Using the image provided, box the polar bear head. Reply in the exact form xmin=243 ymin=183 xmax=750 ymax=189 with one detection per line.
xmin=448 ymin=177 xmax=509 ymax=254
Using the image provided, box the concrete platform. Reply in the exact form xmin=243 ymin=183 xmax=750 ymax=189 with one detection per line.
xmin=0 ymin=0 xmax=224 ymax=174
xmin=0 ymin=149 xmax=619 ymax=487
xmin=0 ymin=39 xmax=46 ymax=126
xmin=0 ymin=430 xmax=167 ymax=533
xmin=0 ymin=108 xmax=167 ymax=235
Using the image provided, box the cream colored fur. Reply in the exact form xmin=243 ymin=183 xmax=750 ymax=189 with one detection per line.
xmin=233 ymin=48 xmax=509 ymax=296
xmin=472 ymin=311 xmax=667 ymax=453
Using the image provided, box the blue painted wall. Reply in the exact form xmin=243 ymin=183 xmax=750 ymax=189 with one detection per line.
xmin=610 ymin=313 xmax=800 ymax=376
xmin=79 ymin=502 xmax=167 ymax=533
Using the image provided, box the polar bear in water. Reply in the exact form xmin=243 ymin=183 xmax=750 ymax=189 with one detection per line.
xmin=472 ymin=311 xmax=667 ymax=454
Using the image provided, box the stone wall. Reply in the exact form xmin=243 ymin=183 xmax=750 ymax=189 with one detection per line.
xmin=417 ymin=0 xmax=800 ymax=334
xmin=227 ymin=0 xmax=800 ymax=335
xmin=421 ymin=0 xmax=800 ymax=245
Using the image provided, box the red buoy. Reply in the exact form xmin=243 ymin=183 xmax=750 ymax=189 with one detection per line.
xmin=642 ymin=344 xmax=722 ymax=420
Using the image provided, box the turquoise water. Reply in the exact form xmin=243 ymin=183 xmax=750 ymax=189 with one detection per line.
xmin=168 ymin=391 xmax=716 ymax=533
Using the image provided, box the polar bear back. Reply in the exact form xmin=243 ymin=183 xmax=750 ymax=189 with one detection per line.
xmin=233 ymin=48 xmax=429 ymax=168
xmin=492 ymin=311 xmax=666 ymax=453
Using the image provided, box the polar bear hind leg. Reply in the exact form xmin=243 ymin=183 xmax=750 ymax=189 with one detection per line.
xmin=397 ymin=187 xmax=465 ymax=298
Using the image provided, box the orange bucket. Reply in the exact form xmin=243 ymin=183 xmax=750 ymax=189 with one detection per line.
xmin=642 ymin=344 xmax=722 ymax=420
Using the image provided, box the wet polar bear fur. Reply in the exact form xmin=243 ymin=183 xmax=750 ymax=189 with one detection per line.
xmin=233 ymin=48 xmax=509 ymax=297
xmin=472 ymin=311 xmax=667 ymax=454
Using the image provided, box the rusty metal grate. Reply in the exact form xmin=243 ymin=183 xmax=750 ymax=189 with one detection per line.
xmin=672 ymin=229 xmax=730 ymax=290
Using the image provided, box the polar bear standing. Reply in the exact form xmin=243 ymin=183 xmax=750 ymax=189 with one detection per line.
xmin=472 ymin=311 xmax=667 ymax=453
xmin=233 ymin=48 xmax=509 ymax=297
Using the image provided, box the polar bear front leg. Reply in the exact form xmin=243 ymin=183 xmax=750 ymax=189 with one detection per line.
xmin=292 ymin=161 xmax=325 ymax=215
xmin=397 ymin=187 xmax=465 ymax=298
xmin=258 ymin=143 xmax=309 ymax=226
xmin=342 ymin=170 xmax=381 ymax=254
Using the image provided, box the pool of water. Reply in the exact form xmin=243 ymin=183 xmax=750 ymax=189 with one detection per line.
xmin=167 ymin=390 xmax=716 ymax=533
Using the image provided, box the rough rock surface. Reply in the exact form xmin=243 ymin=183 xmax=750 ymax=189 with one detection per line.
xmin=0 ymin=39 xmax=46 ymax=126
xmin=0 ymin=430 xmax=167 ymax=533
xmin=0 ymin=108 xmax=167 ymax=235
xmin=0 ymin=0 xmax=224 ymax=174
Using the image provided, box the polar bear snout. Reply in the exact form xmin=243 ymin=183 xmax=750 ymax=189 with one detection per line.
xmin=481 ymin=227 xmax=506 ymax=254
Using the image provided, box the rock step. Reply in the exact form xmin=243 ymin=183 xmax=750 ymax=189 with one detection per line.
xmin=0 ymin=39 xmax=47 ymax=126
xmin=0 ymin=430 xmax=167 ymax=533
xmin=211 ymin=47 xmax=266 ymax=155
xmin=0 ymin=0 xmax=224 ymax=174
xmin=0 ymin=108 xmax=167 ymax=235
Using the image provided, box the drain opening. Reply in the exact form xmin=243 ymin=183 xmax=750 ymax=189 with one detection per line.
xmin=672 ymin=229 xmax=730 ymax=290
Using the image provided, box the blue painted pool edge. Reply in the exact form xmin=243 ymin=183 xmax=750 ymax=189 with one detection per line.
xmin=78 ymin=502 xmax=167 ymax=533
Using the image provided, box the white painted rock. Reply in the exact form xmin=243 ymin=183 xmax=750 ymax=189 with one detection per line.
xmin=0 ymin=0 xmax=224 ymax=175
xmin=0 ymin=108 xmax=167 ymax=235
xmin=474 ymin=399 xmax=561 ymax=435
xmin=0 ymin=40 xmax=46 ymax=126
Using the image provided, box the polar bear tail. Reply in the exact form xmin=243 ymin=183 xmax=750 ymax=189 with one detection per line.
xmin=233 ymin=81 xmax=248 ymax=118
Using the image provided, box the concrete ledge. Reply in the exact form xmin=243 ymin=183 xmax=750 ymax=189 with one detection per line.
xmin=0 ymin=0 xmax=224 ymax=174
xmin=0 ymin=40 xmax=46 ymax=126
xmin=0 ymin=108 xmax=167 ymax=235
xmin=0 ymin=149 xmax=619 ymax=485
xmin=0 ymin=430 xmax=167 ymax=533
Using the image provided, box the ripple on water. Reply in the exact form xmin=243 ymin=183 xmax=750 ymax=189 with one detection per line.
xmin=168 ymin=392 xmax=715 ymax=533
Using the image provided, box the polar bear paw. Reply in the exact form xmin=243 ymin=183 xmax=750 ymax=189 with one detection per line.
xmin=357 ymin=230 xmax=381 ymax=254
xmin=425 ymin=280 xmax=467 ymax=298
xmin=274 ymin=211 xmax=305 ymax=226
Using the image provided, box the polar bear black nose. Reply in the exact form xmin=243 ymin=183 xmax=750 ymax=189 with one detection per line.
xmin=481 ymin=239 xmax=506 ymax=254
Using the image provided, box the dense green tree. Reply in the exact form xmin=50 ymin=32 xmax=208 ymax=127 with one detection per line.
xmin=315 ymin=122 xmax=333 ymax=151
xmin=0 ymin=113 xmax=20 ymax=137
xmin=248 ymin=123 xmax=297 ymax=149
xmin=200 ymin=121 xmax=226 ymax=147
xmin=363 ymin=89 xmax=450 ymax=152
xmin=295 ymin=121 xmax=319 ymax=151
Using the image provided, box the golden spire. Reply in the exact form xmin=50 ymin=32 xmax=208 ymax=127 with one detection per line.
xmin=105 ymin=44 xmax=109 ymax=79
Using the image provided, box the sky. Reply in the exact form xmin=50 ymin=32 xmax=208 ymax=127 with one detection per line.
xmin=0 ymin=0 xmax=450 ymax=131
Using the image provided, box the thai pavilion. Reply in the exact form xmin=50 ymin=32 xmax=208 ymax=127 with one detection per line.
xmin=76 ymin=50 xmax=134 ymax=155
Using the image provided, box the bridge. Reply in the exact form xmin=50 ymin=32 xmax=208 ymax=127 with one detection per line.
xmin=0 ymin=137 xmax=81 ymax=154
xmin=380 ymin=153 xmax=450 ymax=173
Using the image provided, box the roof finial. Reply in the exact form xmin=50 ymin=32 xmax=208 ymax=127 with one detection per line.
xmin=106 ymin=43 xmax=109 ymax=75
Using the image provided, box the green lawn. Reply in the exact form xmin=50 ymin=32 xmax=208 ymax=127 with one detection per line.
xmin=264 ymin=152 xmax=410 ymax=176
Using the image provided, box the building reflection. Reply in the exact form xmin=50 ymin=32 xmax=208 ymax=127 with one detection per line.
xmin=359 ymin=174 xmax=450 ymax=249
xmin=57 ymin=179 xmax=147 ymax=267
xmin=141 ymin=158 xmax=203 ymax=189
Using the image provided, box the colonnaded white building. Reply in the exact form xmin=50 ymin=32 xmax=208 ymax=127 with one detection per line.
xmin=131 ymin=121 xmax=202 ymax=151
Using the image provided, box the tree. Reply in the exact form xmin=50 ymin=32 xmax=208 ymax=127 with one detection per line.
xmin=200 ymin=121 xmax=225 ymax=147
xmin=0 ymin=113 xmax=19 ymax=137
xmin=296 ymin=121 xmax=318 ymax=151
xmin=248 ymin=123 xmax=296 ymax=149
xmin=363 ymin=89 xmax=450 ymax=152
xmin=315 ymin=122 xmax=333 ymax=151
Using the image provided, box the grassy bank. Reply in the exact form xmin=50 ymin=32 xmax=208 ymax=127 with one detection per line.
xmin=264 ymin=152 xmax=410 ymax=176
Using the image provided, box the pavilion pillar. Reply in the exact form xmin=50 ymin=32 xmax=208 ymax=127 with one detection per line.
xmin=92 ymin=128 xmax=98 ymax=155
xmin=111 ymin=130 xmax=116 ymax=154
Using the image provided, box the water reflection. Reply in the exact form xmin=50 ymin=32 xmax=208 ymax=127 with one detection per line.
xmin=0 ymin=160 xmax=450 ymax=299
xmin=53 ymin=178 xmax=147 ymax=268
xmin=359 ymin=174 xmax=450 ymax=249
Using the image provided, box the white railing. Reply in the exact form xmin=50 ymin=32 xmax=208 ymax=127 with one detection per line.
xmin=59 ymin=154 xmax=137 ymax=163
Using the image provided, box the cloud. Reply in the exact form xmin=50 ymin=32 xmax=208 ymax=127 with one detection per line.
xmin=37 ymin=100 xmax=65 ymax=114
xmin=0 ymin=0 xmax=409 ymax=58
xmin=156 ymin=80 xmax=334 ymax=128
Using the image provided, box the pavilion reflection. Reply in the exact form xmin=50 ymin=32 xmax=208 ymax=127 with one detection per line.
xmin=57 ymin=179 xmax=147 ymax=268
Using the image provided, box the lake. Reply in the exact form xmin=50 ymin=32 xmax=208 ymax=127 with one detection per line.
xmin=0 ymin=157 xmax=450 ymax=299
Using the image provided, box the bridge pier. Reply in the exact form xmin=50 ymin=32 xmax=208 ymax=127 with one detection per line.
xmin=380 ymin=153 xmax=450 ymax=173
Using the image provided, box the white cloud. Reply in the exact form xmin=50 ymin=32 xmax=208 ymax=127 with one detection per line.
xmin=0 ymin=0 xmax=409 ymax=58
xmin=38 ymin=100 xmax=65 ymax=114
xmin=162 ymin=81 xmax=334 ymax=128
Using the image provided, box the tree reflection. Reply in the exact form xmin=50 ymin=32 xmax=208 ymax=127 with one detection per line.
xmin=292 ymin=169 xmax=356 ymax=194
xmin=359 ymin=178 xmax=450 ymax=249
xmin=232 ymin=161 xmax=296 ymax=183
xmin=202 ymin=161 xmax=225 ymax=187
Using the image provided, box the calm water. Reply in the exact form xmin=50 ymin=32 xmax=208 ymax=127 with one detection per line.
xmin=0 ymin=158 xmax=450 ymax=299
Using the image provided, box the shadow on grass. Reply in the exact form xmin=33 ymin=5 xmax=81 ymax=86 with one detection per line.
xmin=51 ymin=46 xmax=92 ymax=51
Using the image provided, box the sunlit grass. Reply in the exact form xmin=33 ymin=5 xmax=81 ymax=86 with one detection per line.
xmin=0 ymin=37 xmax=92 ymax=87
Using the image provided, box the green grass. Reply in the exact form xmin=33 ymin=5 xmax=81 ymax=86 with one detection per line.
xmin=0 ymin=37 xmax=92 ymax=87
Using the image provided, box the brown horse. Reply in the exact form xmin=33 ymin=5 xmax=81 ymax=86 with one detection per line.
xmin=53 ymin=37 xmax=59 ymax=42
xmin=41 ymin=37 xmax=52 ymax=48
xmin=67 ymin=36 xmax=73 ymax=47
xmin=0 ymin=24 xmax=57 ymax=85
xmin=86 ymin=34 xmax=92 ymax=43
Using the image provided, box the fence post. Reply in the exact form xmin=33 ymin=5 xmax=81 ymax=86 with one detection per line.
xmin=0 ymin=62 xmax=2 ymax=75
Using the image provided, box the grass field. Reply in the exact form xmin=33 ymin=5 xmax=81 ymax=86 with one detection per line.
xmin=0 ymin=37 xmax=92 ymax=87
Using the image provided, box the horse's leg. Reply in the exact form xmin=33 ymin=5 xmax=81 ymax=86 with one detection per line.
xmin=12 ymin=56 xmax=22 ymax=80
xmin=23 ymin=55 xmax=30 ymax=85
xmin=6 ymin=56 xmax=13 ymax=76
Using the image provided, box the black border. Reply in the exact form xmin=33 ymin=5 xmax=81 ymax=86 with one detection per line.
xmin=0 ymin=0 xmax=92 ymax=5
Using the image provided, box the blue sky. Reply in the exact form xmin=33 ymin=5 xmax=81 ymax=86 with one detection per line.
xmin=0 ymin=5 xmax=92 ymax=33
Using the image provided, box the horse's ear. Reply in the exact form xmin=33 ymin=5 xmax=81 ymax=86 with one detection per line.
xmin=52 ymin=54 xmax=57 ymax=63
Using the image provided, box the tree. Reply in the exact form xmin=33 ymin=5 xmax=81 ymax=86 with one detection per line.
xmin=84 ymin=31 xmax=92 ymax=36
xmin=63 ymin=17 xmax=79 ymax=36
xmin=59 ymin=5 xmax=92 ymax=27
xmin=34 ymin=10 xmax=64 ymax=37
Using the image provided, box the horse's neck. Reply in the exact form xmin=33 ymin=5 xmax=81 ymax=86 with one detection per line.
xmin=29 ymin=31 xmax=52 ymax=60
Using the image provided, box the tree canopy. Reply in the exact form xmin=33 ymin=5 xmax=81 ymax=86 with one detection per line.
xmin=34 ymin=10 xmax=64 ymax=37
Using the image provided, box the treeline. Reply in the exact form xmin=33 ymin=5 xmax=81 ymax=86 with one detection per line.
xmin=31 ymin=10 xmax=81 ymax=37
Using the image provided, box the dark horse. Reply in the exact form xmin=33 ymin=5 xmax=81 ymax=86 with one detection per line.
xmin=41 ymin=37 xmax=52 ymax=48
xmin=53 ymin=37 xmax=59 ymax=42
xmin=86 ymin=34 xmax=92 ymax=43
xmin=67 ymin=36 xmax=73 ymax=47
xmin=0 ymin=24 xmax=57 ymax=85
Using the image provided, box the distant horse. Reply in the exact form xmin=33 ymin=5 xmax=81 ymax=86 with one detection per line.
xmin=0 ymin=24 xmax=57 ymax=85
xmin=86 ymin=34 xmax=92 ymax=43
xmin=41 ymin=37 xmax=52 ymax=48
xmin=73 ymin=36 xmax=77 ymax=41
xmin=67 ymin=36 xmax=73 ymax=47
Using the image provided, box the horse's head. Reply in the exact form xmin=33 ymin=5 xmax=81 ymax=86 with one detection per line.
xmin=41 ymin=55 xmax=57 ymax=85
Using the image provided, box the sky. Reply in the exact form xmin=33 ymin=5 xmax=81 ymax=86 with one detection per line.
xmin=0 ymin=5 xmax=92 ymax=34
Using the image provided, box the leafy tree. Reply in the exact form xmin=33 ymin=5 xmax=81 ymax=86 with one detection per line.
━━━━━━━━━━━━━━━━
> **Exercise**
Copy the data from the line with "Using the image provided, box the polar bear tail." to the line with "xmin=233 ymin=81 xmax=248 ymax=118", swapping "tail" for "paw" and changing nothing else.

> **Written response**
Using the image provided, box the polar bear paw. Reply in the exact form xmin=243 ymin=183 xmax=750 ymax=189 with one detection per line.
xmin=233 ymin=81 xmax=248 ymax=118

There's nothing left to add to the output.